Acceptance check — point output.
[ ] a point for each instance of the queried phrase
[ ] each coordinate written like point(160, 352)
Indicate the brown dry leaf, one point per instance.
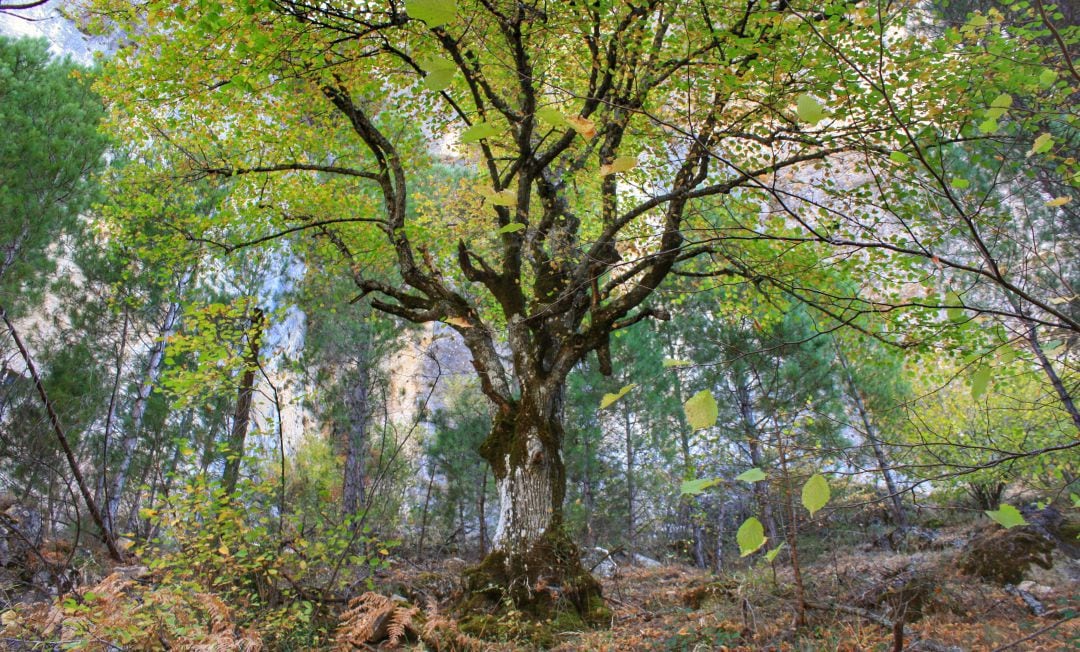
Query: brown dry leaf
point(583, 125)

****************

* What is needed *
Rescale the lines above by copying every one of them, not only the answers, and multiplying each point coordinate in the answers by 1.45, rounding to whole numbers with halves rounded up. Leave the numbers in "point(160, 352)" unchanged, and leave the pictures out of your reply.

* Response to this exercise *
Acceptance check — point output.
[ ] a point for each instance of the queried phrase
[ ] each coordinate written like point(160, 352)
Indicate the brown dry leaf, one point per instance.
Query: brown dry leaf
point(845, 181)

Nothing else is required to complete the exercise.